### Data provided
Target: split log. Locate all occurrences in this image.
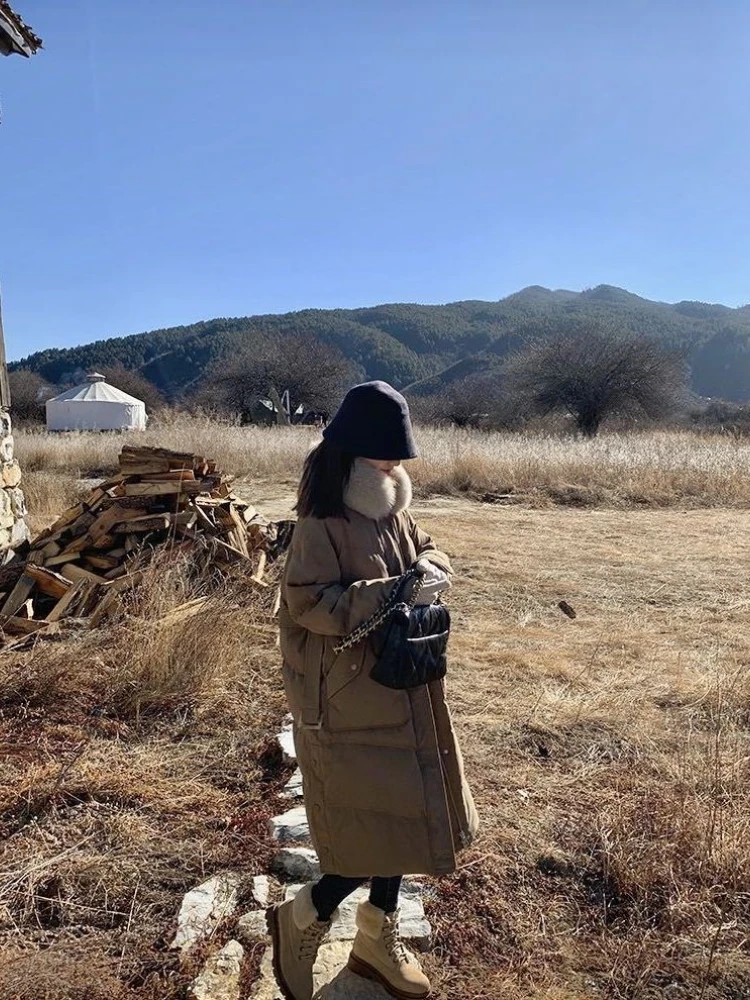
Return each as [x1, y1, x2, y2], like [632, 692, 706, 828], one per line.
[25, 565, 72, 600]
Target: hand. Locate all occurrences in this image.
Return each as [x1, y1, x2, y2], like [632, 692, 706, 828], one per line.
[413, 559, 451, 606]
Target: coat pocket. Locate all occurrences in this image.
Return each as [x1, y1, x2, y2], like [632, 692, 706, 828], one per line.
[324, 643, 411, 732]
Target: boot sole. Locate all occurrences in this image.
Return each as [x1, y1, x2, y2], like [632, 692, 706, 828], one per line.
[266, 904, 303, 1000]
[347, 953, 431, 999]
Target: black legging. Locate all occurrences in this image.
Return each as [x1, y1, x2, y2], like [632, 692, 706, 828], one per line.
[311, 874, 402, 921]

### What you have to do
The response should repeat each record precisely and contain no pictures.

### Task output
Target: split log. Locate all occurrences in this image.
Return each as [x1, y1, x2, y2], like [632, 692, 706, 828], one per line.
[25, 565, 72, 600]
Target: hand. Locate all occurrences in this image.
Return each as [x1, y1, x2, y2], like [632, 692, 706, 828], one per line.
[413, 559, 451, 606]
Target: coat pocket. Locate all occurrences in this image.
Return each as [x1, y1, x2, y2], like [632, 692, 706, 828], one per line.
[324, 643, 411, 732]
Target: boot sole. Locate all occurrences in this image.
Return each as [x1, y1, x2, y2], like [632, 692, 706, 828], one per line.
[266, 904, 303, 1000]
[347, 953, 431, 999]
Target: black legging. Locate all occurrences in this image.
Return each as [x1, y1, x2, y2], like [632, 692, 706, 828], one per line.
[311, 874, 402, 921]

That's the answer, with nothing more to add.